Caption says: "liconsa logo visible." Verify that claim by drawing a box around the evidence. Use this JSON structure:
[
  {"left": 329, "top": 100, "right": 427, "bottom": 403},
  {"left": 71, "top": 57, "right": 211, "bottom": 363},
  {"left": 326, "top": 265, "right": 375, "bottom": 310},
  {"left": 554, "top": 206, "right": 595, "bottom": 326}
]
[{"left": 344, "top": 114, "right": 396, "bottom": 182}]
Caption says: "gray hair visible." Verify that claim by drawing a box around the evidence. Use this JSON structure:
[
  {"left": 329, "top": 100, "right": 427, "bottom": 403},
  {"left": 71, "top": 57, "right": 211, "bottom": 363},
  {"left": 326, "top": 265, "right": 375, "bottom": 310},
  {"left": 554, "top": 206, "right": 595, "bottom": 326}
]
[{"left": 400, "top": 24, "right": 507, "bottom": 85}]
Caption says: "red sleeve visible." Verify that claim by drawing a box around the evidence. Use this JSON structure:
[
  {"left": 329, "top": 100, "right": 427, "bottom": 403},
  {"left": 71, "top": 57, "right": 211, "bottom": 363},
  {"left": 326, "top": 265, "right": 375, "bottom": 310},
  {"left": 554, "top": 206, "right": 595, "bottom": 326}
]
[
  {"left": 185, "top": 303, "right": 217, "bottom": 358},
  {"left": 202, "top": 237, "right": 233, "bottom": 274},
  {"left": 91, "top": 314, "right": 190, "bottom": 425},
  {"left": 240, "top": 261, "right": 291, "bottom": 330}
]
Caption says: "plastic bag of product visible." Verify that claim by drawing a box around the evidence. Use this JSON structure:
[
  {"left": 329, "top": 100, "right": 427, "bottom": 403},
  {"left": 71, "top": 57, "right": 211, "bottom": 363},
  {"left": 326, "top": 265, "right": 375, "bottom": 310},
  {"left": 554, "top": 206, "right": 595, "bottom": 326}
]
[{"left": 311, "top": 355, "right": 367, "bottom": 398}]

__________

= Instructions for the task =
Find each line in the records that contains the word "logo" and copy those lines.

= Output for this task =
Caption says: "liconsa logo visible." Verify that claim by drawing a box around the evidence. Use this JSON structure:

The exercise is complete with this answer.